* [Objective A]: According to the tuning notes below, which optimizer is usually the best default choice?

* [Source extract]:

To prevent overfitting:

* **L2 regularization (weight decay):**
  Adds penalty term to loss:
  $$
  L' = L + \lambda \sum W^2
  $$
* **Dropout:** Randomly deactivate neurons during training.
* **Batch Normalization:** Normalizes activations between layers for stability.

---

### 4. Optimizer Tuning

| Optimizer    | Description                       | Key Parameters             |
| ------------ | --------------------------------- | -------------------------- |
| **SGD**      | Basic gradient descent            | Learning rate              |
| **Momentum** | Accelerates SGD                   | Momentum factor            |
| **RMSProp**  | Adaptive learning rate per weight | Decay rate                 |
| **Adam**     | Combines RMSProp + Momentum       | $\eta, \beta_1, \beta_2$ |

Usually, **Adam** is the best default choice.

---

### 5. Practical Workflow for Tuning

1. Start with baseline FNN (simple structure).
2. Tune learning rate → use learning rate finder.
3. Tune hidden layers & neurons → increase until overfitting.
4. Add regularization (dropout/L2).
5. Try optimizers (Adam, RMSProp).
6. Fine-tune batch size and epochs.
7. Use validation metrics for comparison.

---

### Example Workflow Summary

| Phase                     | Action                            | Purpose                    |
| ------------------------- | --------------------------------- | -------------------------- |
| **Initialization**        | Choose model structure            | Define architecture        |
| **Training**              | Forward + Backpropagation         | Fit data                   |
| **Validation**            | Monitor loss/accuracy             | Detect overfitting         |
| **Hyperparameter Search** | Adjust learning rate, depth, etc. | Improve performance        |
| **Regularization**        | Apply dropout, L2                 | Increase generalization    |
| **Final Evaluation**      | Test data                         | Assess real-world accuracy |

---

### Key Principles

✅ Start simple, scale up gradually
✅ Use validation loss as your tuning signal
✅ Use **learning rate warm-up & decay**
✅ Apply dropout and normalization in deeper models
✅ Automate search using Optuna or KerasTuner

---

### In One Line:

> Training an FNN means optimizing its weights through forward and backward passes, while **hyperparameter tuning** is the process of adjusting external configurations — like learning rate, depth, and regularization — to achieve the best generalization performance.

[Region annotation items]
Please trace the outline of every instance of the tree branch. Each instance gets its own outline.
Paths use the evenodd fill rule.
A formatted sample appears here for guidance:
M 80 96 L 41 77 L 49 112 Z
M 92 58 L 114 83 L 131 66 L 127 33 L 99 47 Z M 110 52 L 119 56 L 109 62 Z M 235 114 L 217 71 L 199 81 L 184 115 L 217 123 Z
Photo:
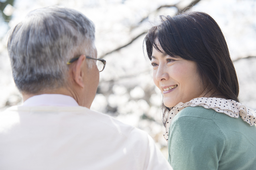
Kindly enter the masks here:
M 191 7 L 193 7 L 194 5 L 195 5 L 195 4 L 196 4 L 197 3 L 198 3 L 199 1 L 200 1 L 201 0 L 194 0 L 193 1 L 192 1 L 191 2 L 191 3 L 190 3 L 188 5 L 187 5 L 187 6 L 181 9 L 179 9 L 179 12 L 178 12 L 178 13 L 182 13 L 185 11 L 187 11 L 187 10 L 189 10 Z M 156 9 L 156 10 L 155 11 L 154 11 L 154 12 L 154 12 L 156 11 L 157 11 L 157 10 L 160 10 L 161 8 L 170 8 L 170 7 L 175 7 L 175 8 L 177 8 L 177 9 L 179 9 L 178 8 L 178 7 L 177 6 L 178 5 L 178 4 L 175 4 L 174 5 L 163 5 L 162 6 L 160 6 L 157 9 Z M 152 13 L 152 12 L 151 12 Z M 151 14 L 151 13 L 150 13 Z M 140 21 L 140 22 L 139 22 L 139 24 L 140 24 L 142 23 L 143 21 L 144 20 L 146 20 L 146 18 L 148 18 L 148 16 L 150 14 L 149 14 L 148 15 L 148 16 L 147 17 L 146 17 L 145 18 L 144 18 L 143 19 L 142 19 L 142 20 L 141 21 Z M 105 56 L 111 54 L 111 53 L 113 53 L 114 52 L 115 52 L 116 51 L 118 51 L 121 49 L 122 49 L 122 48 L 126 47 L 127 46 L 129 45 L 130 44 L 131 44 L 135 40 L 137 40 L 138 38 L 139 38 L 141 36 L 142 36 L 143 35 L 144 35 L 144 34 L 146 34 L 147 32 L 147 31 L 144 31 L 141 33 L 140 33 L 140 34 L 138 35 L 138 36 L 137 36 L 136 37 L 134 38 L 132 38 L 130 41 L 129 42 L 128 42 L 128 43 L 127 43 L 124 44 L 124 45 L 121 46 L 121 47 L 119 47 L 115 49 L 114 49 L 112 51 L 110 51 L 109 52 L 108 52 L 102 55 L 100 57 L 100 58 L 104 58 L 105 57 Z
M 140 36 L 142 36 L 143 35 L 144 35 L 146 33 L 146 32 L 143 32 L 142 33 L 140 33 L 140 34 L 138 35 L 138 36 L 137 36 L 136 37 L 134 37 L 134 38 L 132 38 L 130 42 L 129 42 L 127 43 L 124 45 L 123 46 L 121 46 L 121 47 L 118 47 L 117 48 L 116 48 L 116 49 L 113 49 L 112 51 L 110 51 L 109 52 L 107 52 L 107 53 L 106 53 L 105 54 L 104 54 L 104 55 L 102 55 L 100 57 L 100 58 L 104 58 L 104 57 L 107 55 L 108 55 L 108 54 L 111 54 L 112 53 L 113 53 L 115 51 L 117 51 L 118 50 L 119 50 L 120 49 L 121 49 L 128 46 L 129 45 L 130 45 L 130 44 L 131 44 L 132 43 L 132 42 L 134 41 L 135 40 L 137 40 L 139 37 L 140 37 Z
M 234 60 L 232 60 L 232 61 L 233 63 L 234 63 L 235 62 L 238 61 L 241 59 L 249 59 L 250 58 L 254 58 L 254 57 L 256 57 L 256 56 L 248 56 L 246 57 L 239 57 L 237 58 L 236 59 L 234 59 Z

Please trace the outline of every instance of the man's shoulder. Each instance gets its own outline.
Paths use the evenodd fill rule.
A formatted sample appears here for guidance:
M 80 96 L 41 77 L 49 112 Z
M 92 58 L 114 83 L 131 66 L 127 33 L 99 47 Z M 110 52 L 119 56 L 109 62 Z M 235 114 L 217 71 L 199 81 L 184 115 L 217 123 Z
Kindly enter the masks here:
M 142 137 L 147 135 L 142 130 L 124 123 L 114 117 L 81 106 L 14 106 L 1 113 L 0 117 L 3 121 L 8 119 L 9 122 L 18 119 L 19 121 L 23 121 L 28 125 L 31 121 L 40 122 L 39 119 L 47 120 L 49 122 L 49 126 L 53 121 L 55 121 L 58 122 L 59 126 L 72 125 L 73 128 L 81 127 L 98 134 L 112 134 L 125 138 L 130 138 L 131 135 Z

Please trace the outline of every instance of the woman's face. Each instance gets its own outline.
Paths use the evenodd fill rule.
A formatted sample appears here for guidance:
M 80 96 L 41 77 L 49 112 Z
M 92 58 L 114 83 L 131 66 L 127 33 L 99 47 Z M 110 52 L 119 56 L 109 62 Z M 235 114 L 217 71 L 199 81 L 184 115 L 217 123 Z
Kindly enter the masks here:
M 166 106 L 172 107 L 203 96 L 195 62 L 171 57 L 154 47 L 152 58 L 154 82 L 161 91 Z

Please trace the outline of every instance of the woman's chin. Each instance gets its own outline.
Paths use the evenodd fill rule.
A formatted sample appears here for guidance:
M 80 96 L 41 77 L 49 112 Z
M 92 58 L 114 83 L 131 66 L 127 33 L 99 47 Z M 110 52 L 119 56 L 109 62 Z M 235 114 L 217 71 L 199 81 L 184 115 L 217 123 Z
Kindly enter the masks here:
M 169 101 L 169 102 L 165 102 L 165 101 L 164 100 L 164 105 L 165 105 L 165 106 L 169 108 L 174 107 L 177 105 L 179 103 L 179 102 L 170 102 Z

* [Objective B]: Please return every line of the entries above that contains the word "trace".

* [Finished answer A]: Adam

* [Finished answer B]:
Please trace the outline of every instance of the tree branch. Each instance gets its own outline.
Please trace the outline of every instance of the man's shoulder. Each instance gets its own outline.
Please trace the outline of every instance of the woman's face. Each instance gets its own outline.
Please trace the outline of every instance of the woman's chin. Each instance gets its own outline.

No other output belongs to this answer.